- **What the task requires**
For this listing, the lines between the one holding "indicate the bare rocky ground with a point" and the one holding "indicate the distant", inclusive, must be set down exactly.

- **Records provided**
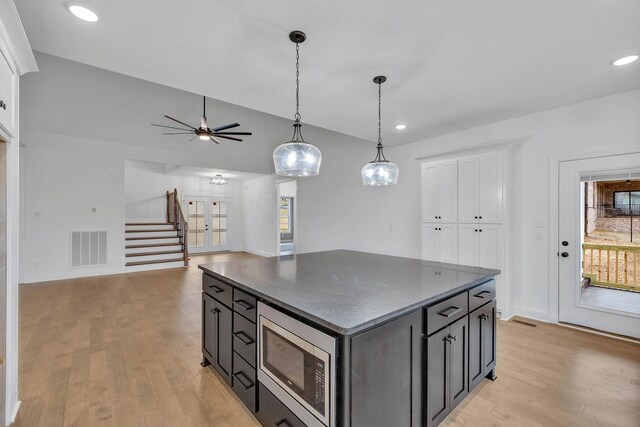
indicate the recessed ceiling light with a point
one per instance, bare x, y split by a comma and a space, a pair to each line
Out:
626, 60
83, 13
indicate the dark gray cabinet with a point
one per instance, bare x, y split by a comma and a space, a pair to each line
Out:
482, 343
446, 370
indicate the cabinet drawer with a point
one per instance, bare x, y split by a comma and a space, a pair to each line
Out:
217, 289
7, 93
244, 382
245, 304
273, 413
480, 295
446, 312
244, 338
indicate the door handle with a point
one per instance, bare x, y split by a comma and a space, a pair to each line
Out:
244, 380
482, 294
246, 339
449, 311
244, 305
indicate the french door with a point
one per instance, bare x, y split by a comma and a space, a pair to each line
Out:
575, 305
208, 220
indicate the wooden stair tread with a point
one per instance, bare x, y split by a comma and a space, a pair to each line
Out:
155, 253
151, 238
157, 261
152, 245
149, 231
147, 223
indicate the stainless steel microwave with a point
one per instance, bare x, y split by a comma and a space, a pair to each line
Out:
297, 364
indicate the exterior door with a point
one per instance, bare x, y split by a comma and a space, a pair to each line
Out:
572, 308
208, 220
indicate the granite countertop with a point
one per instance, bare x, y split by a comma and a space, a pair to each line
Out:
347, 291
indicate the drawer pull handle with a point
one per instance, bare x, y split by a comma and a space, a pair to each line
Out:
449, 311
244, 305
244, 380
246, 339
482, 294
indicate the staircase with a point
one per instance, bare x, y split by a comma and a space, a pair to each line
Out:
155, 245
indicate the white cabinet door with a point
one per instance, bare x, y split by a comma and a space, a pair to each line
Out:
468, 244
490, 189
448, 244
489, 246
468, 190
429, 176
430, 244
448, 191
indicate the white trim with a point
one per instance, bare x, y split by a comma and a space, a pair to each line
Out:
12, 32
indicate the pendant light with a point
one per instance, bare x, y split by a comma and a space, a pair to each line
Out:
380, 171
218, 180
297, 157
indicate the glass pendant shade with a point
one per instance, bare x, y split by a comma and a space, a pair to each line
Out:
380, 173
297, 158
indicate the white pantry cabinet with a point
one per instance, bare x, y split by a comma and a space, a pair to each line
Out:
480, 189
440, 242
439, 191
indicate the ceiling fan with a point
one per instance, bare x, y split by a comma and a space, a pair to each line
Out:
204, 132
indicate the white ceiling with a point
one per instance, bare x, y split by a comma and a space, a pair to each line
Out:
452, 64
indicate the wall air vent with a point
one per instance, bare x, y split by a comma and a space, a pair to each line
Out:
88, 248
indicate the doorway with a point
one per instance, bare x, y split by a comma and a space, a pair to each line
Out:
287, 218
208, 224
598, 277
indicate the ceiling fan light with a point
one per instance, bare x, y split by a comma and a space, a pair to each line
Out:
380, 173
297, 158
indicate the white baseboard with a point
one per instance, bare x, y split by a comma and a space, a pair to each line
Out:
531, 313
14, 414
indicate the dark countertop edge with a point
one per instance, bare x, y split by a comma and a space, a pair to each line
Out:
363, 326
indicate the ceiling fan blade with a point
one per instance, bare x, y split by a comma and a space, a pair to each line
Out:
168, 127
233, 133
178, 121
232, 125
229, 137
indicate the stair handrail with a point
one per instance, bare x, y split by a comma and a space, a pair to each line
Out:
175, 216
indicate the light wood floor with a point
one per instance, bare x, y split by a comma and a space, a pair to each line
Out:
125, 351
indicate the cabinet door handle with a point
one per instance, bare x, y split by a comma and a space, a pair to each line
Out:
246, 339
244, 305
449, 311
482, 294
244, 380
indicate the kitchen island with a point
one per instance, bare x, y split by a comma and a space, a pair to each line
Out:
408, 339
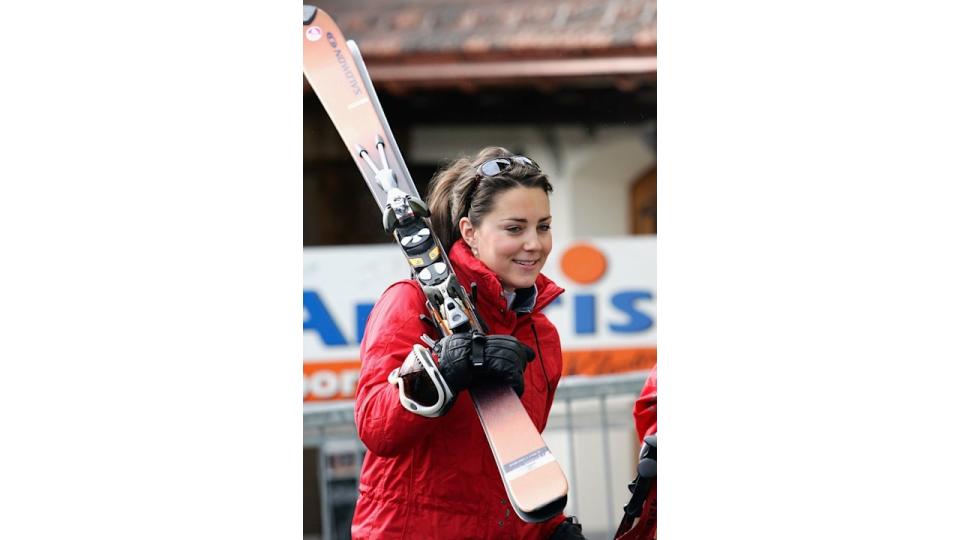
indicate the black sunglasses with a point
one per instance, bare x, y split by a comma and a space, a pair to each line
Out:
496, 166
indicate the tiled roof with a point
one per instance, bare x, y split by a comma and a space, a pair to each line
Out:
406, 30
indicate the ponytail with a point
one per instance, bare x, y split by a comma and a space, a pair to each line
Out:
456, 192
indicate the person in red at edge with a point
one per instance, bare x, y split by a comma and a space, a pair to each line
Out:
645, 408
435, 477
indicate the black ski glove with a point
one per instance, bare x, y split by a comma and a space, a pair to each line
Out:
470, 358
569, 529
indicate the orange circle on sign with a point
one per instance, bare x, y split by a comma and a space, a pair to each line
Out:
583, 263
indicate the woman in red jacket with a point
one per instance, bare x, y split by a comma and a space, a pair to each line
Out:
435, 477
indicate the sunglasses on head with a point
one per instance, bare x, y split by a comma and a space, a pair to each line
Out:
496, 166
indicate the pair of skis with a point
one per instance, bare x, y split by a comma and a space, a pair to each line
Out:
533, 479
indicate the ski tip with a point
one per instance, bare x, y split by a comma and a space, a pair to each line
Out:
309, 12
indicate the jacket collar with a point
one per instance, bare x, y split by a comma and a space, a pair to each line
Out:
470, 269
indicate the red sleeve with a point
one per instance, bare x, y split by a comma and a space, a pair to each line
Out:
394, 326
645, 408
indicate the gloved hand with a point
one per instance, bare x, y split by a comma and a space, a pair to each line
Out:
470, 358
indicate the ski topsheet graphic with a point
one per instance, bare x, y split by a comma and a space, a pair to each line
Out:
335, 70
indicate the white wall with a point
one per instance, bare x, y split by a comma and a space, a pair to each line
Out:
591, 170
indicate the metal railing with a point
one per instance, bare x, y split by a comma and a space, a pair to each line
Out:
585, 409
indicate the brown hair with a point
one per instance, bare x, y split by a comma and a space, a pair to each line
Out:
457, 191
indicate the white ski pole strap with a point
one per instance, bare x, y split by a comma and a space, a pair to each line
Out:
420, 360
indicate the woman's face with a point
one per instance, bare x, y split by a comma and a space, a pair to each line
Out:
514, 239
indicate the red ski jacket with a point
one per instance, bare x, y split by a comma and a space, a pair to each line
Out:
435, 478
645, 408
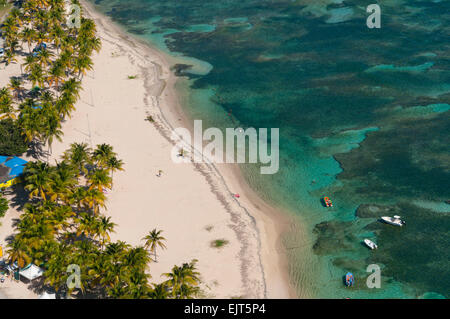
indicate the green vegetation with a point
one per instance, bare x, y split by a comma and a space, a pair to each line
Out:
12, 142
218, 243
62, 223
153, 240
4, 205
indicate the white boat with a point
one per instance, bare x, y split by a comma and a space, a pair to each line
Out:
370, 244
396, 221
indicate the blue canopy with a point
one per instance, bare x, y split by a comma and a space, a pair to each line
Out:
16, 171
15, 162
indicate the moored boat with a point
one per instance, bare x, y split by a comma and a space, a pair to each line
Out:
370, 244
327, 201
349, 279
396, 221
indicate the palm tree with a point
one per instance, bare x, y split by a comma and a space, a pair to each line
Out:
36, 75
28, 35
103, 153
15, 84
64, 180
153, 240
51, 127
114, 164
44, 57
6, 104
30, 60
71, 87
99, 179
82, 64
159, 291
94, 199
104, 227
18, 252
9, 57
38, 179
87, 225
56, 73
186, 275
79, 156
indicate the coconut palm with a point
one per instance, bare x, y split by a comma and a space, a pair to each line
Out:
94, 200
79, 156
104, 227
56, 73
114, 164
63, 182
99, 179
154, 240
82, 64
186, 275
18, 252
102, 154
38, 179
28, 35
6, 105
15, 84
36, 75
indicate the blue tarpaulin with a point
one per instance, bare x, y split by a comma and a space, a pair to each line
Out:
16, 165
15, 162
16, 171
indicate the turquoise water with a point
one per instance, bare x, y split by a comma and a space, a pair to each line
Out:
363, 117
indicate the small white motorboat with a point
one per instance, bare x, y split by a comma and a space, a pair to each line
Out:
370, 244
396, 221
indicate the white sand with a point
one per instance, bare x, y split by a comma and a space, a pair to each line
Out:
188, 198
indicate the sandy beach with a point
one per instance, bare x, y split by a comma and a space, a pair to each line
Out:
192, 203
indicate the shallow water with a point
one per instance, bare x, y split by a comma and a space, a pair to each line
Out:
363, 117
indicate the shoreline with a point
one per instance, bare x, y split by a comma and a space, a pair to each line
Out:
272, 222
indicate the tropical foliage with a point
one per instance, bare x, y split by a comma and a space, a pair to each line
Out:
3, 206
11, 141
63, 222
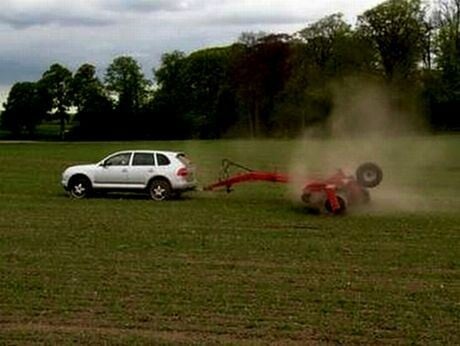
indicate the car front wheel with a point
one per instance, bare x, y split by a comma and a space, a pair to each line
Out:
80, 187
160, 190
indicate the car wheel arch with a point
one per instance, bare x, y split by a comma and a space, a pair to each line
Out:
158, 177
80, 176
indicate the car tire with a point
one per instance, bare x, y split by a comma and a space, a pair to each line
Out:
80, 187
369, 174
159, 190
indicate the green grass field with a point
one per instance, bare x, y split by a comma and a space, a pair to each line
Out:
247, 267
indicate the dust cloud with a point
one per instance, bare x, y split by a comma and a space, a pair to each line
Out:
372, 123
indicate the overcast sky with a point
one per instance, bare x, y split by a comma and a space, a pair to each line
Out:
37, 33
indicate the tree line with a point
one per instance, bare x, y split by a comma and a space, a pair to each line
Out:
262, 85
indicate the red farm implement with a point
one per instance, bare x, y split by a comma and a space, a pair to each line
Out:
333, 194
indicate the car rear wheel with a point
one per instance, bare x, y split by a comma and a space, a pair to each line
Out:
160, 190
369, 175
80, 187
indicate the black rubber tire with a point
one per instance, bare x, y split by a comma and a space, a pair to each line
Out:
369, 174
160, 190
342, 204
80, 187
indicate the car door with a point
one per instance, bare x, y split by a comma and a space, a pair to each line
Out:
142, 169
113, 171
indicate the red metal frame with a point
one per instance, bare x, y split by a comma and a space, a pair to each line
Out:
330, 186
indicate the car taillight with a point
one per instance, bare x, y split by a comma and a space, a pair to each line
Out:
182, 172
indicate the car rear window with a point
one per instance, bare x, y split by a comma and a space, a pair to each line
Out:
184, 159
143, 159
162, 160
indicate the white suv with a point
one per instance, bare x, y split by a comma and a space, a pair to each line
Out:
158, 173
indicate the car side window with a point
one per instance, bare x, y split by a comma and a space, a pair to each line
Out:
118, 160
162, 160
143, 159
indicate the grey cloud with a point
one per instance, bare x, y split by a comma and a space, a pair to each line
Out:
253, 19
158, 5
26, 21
---
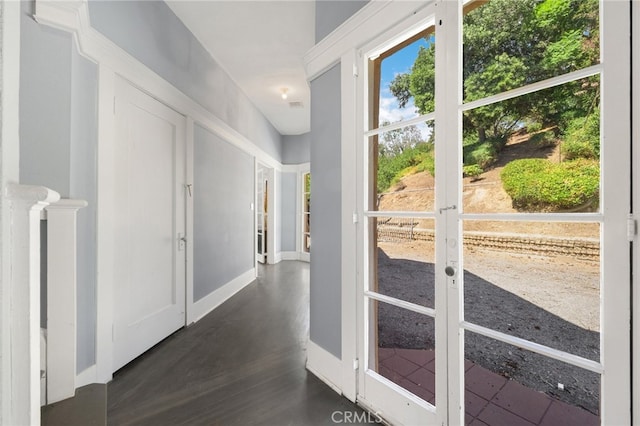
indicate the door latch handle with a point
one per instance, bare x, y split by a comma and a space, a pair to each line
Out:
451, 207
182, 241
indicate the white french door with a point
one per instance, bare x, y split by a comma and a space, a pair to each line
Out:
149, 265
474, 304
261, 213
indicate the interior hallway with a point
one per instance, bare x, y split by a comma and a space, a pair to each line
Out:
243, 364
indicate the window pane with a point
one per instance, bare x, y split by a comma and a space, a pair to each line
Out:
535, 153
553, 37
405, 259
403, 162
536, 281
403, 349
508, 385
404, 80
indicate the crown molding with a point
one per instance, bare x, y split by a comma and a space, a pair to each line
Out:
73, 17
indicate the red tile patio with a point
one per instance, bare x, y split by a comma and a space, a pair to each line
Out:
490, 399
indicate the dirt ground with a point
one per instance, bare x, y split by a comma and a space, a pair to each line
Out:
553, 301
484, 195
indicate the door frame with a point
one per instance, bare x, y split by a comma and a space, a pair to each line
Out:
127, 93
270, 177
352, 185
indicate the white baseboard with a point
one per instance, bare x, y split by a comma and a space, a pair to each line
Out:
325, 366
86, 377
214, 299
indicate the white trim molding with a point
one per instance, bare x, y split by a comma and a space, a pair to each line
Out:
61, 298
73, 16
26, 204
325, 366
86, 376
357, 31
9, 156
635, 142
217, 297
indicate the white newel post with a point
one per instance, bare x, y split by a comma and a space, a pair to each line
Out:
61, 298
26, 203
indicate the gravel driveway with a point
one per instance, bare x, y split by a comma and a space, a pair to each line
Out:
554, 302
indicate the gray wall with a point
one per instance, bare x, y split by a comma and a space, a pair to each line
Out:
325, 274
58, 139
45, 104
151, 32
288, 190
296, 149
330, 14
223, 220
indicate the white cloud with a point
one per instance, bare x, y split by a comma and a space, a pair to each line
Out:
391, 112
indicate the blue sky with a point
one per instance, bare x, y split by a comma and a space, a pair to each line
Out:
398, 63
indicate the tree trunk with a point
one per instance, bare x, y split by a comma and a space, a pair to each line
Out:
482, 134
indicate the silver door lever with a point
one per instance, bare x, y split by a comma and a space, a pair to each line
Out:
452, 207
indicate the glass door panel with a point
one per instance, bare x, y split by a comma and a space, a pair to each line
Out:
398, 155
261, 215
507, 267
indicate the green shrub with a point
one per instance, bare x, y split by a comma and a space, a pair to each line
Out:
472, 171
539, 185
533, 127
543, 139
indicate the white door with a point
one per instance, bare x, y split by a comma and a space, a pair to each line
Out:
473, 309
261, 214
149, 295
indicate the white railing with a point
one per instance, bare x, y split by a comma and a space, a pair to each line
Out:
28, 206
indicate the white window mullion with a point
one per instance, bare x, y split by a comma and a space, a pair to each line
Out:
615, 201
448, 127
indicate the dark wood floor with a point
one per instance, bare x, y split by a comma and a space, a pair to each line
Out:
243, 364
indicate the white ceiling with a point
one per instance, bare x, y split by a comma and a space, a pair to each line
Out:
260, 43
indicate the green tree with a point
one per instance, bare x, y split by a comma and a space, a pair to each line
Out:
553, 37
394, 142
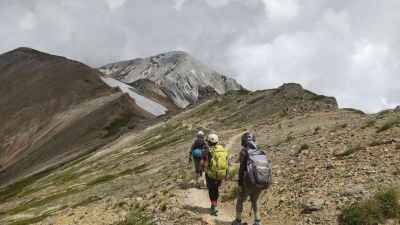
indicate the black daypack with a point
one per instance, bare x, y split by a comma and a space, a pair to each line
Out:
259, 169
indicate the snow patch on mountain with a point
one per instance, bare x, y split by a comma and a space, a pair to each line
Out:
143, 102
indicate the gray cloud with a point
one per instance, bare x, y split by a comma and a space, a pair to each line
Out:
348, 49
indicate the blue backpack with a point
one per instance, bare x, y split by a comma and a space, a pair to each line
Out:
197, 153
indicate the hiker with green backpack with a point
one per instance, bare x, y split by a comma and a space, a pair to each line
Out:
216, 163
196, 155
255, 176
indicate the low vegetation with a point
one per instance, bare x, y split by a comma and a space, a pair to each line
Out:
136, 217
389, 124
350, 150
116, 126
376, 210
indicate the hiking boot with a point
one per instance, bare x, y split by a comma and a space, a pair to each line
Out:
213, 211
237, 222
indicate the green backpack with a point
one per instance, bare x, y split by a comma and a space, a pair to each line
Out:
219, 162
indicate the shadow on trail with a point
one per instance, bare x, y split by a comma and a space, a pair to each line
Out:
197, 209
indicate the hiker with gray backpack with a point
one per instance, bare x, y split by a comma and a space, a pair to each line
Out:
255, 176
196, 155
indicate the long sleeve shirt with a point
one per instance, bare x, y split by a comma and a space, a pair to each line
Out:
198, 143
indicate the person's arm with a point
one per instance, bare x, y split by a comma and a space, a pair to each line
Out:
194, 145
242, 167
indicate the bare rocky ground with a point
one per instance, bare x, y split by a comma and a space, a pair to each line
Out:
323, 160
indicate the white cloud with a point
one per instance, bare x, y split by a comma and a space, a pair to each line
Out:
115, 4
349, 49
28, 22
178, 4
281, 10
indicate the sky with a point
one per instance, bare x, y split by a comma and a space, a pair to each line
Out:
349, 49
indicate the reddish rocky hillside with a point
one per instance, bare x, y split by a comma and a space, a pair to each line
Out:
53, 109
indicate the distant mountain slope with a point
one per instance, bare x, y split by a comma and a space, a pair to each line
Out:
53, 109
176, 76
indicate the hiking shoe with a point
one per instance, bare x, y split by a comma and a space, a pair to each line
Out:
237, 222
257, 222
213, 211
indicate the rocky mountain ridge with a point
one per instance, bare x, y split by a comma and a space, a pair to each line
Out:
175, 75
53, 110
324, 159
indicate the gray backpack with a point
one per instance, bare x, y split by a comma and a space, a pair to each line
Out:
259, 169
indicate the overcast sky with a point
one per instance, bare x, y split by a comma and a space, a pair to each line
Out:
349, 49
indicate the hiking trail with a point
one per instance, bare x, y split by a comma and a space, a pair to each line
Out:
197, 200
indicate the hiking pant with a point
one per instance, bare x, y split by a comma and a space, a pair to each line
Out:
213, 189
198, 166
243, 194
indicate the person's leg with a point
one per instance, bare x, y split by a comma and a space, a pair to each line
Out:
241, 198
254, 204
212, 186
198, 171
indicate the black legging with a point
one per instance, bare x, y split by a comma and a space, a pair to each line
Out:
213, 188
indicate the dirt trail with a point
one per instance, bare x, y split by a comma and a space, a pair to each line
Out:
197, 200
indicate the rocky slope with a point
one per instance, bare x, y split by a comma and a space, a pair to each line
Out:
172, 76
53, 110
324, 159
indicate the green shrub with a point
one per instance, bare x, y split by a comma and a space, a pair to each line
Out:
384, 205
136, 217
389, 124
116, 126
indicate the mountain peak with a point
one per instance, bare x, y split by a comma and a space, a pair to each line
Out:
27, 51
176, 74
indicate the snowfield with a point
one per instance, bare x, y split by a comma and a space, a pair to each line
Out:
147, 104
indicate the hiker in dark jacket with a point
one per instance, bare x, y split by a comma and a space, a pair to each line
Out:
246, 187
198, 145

- **The completed task**
indicate the bare rocky ground with a point
one per instance, bare x, y split by a comma and a space, a pair to each line
Out:
323, 160
indicate the white cloud with a point
one per instance, bare x, y split by a comma and a space, a pair to each line
Out:
115, 4
349, 49
28, 22
178, 4
281, 10
indicate the sky with a point
one per instance, bare x, y split by a comma and a space, a pair to each line
Out:
349, 49
indicate the reddish rocky hillside with a point
one per instance, bare x, y split by a comma and a space, a pair to each line
Out:
53, 109
indicate the distant mountain slope with a point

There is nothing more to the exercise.